EXERCISE REQUIREMENTS: Write out exactly the lines running from the one that contains "as in (913,556)." through the end of the material.

RAW RECORDS:
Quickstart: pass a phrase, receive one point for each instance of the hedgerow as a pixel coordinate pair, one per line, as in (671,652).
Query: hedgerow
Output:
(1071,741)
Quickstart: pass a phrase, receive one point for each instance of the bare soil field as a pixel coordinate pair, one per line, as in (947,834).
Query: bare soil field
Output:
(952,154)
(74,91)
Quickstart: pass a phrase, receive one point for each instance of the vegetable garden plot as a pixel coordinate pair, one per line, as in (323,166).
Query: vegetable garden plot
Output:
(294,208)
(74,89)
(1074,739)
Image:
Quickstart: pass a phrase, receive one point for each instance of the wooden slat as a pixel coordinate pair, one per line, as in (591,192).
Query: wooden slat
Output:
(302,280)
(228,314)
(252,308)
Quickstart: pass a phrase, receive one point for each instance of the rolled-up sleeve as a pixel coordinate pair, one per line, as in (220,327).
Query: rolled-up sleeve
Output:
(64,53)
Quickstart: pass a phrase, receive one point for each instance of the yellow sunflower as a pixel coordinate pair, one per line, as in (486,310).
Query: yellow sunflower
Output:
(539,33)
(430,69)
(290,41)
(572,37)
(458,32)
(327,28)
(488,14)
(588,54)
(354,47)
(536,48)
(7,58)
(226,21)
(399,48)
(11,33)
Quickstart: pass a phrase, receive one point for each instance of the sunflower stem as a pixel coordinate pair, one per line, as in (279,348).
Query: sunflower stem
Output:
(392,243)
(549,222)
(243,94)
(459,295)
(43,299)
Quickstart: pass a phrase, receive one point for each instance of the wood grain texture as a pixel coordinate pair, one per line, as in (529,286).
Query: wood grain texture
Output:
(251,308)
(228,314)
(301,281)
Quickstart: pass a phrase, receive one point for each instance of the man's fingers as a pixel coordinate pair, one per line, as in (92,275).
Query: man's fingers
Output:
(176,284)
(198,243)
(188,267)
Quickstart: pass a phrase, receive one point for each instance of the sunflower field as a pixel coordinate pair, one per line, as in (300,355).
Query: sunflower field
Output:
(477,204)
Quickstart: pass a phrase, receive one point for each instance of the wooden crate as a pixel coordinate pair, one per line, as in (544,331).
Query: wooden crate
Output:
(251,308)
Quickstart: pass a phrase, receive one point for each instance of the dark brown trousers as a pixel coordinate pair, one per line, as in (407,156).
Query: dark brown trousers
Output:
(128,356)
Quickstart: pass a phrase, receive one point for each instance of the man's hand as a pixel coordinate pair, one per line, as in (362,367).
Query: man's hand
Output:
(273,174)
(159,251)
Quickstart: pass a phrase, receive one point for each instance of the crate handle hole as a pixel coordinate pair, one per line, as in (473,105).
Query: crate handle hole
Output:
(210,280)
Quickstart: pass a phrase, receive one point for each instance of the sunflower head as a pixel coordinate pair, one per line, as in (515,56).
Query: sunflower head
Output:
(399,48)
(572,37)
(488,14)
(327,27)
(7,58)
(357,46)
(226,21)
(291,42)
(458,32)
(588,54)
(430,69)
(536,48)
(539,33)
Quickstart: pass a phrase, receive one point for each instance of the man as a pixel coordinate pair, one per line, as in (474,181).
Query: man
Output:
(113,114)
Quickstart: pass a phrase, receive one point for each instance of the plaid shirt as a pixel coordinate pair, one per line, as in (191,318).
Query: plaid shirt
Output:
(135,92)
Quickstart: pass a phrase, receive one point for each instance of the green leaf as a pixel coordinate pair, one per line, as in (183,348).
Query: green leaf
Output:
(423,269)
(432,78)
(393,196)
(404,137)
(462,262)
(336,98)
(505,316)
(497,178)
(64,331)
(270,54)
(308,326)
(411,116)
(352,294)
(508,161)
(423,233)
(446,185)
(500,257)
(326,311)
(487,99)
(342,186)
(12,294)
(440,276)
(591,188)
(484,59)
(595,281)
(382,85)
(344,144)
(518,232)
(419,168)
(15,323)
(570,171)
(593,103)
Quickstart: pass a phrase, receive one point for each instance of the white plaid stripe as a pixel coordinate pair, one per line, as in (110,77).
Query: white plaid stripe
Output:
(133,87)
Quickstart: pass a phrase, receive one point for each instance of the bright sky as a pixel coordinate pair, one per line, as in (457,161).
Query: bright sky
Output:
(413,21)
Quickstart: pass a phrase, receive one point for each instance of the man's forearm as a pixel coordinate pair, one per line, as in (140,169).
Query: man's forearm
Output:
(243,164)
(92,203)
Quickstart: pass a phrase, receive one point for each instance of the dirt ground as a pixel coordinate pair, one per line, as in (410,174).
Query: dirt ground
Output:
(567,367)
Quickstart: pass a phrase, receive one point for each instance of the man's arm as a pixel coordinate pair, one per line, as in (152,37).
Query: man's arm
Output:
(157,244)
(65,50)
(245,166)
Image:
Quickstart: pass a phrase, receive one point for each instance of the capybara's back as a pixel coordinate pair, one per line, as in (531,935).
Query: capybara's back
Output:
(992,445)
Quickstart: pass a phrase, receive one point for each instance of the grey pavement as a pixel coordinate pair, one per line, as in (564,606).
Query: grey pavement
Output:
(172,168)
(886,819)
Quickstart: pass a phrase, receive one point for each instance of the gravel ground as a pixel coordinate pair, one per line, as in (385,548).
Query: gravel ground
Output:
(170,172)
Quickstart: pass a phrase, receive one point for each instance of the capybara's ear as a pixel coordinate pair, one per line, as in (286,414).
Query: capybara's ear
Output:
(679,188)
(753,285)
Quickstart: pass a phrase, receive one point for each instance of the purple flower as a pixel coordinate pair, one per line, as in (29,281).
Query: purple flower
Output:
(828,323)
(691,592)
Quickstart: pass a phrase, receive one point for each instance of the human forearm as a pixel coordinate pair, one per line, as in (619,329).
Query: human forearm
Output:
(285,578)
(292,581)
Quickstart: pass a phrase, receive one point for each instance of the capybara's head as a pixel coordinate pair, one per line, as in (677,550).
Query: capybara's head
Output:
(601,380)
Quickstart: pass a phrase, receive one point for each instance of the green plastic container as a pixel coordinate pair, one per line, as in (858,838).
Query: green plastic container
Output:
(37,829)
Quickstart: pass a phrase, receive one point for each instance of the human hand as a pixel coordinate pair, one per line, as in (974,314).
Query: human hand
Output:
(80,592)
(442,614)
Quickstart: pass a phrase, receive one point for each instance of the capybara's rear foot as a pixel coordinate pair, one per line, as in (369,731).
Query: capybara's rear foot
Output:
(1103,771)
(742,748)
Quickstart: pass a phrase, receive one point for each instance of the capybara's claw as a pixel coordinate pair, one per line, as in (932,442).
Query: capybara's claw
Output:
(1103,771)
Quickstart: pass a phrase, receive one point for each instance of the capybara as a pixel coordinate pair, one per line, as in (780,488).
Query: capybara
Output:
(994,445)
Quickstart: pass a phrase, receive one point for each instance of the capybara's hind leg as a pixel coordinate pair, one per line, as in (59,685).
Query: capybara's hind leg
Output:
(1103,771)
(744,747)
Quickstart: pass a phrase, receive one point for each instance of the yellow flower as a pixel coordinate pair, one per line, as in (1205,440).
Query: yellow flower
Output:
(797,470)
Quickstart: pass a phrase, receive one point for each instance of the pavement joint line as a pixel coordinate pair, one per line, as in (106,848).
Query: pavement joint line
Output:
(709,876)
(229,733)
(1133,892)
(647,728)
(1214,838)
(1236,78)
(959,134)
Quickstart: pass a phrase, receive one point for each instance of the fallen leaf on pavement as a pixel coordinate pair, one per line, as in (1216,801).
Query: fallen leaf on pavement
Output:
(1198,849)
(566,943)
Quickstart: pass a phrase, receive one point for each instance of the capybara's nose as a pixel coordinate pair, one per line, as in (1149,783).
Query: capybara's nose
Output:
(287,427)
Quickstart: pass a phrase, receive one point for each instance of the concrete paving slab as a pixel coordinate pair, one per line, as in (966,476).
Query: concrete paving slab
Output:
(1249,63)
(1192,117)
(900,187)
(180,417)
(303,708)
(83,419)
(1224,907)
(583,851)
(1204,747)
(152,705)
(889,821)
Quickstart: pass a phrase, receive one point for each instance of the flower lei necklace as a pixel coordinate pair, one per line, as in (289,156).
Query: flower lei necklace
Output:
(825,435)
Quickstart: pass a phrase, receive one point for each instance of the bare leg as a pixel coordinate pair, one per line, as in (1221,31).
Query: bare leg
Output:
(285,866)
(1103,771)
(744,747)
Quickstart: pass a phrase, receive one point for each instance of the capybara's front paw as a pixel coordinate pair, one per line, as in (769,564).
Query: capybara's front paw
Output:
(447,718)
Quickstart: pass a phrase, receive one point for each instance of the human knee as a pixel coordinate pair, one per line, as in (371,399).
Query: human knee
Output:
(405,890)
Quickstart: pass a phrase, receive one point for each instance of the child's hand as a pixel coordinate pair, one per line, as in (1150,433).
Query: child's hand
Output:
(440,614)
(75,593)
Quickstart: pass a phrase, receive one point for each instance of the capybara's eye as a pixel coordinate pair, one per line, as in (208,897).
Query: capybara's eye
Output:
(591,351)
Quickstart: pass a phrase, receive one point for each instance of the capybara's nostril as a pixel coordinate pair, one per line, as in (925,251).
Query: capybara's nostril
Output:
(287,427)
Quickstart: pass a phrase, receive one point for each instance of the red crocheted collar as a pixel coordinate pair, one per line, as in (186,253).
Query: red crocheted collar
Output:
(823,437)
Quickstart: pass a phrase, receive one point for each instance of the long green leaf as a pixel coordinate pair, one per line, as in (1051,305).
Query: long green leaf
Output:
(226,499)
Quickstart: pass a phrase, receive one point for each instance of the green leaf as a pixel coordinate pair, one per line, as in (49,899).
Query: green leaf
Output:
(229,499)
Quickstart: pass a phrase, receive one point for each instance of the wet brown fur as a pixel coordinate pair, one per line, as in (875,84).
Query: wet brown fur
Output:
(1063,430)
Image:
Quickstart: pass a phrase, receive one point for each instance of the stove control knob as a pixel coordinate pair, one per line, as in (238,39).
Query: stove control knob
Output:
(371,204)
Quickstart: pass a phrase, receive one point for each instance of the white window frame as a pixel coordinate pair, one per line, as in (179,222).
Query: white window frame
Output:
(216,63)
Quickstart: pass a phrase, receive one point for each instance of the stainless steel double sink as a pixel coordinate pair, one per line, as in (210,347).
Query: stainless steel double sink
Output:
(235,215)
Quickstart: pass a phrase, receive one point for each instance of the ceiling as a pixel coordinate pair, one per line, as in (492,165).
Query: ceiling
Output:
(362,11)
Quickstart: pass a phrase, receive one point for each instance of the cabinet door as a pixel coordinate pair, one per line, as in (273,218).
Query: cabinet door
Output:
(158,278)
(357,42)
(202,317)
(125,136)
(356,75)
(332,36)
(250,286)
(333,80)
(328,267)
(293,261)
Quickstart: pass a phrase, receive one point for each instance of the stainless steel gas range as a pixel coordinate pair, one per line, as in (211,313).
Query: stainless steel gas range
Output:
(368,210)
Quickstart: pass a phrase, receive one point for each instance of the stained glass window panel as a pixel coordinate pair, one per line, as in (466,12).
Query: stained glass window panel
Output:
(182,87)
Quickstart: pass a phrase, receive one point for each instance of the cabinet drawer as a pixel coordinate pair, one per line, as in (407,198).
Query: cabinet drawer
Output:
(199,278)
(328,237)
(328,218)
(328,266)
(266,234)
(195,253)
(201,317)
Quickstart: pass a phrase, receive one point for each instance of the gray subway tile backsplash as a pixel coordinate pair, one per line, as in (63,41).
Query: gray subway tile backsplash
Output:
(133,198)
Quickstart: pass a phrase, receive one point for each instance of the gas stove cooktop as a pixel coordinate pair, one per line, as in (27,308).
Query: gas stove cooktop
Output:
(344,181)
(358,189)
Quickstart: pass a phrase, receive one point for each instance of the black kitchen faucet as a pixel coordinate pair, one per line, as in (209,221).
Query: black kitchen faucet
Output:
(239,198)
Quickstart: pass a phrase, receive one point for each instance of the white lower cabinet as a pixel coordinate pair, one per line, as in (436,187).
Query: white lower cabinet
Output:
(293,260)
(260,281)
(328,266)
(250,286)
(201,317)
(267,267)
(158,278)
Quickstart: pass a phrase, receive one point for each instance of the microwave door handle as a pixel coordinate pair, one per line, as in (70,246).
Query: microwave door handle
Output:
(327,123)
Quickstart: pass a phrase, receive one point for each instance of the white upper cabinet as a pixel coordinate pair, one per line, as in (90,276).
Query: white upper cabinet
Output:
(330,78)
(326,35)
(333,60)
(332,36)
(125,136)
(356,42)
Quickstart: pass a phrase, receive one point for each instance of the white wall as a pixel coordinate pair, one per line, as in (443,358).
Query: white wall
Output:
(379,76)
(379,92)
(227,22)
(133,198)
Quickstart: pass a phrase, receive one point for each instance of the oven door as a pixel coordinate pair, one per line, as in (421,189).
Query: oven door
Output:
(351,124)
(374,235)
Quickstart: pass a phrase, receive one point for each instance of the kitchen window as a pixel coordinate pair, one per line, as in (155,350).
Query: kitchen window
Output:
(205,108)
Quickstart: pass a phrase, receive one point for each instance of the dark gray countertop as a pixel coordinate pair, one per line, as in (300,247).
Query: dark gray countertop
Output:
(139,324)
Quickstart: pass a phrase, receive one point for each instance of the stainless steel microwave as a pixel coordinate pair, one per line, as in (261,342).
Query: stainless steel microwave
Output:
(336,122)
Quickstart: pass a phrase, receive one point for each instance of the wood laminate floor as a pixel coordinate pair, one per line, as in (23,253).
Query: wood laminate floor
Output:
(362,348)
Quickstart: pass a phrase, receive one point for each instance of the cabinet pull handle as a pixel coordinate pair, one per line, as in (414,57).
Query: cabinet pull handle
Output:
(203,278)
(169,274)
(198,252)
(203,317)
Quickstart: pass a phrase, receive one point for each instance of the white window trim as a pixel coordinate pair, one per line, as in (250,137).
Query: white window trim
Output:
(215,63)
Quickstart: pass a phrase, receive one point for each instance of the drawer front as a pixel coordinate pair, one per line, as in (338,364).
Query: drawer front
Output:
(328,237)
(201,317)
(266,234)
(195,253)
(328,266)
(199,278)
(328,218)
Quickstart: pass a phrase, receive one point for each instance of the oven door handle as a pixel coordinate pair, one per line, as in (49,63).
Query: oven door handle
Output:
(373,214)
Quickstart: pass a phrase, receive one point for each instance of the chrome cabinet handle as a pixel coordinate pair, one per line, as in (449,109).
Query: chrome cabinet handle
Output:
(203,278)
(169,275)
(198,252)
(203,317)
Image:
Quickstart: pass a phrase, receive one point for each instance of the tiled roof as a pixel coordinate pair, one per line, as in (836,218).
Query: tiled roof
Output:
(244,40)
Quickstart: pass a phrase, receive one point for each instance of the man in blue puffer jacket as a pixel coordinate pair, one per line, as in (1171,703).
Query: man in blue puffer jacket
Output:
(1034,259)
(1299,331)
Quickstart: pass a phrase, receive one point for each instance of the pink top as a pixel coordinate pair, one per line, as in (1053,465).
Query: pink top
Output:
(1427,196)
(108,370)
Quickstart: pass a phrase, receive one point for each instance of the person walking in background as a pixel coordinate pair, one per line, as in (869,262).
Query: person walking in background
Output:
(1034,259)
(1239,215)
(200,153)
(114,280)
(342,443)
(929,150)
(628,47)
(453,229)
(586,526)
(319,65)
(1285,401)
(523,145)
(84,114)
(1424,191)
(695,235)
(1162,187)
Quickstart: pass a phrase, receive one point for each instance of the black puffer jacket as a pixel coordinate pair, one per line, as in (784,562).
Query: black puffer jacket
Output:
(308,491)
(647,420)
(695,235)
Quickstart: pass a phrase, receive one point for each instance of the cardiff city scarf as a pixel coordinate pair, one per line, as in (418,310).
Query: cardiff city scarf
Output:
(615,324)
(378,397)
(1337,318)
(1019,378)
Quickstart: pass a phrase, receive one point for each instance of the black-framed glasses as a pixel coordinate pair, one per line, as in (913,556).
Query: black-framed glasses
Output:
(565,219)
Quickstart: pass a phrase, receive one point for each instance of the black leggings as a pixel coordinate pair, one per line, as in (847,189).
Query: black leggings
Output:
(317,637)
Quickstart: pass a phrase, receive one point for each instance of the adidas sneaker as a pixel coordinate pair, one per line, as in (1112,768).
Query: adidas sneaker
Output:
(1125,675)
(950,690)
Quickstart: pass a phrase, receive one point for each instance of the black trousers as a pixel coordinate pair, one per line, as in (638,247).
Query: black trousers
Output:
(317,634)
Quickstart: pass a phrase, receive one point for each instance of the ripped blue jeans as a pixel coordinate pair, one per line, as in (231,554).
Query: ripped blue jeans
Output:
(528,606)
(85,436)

FINISHED EXERCISE:
Quickstart: pass a phrase, receive one point for each instance of the black-framed glasses as a pixel coordinate pair, one per line, as in (913,556).
Query: black-framed glasses
Output:
(565,219)
Quickstart: pass a phrase, receive one point for each instance of the black leggings as a pixel coordinate pair, one per line, as in (847,189).
Query: black leggings
Output:
(317,637)
Quickstart: pass a phrase, receive one point for each instance of the adidas sneaker as a pixel coordinate pair, one per line, as in (1112,768).
Query: adidas sneaker
Output:
(1125,675)
(950,690)
Quickstart: pass a phrase, receive one point for each instance of the black trousers as a pixel coordinate pair, one per line, as in (638,247).
Query: black trousers
Output:
(317,634)
Quickstart: pass a phrase, receive one point for each instance of the ripped blue jeans as a pixel coordinate pair, one per line, as in (231,554).
Query: ripped blue jeans
Output:
(528,606)
(85,436)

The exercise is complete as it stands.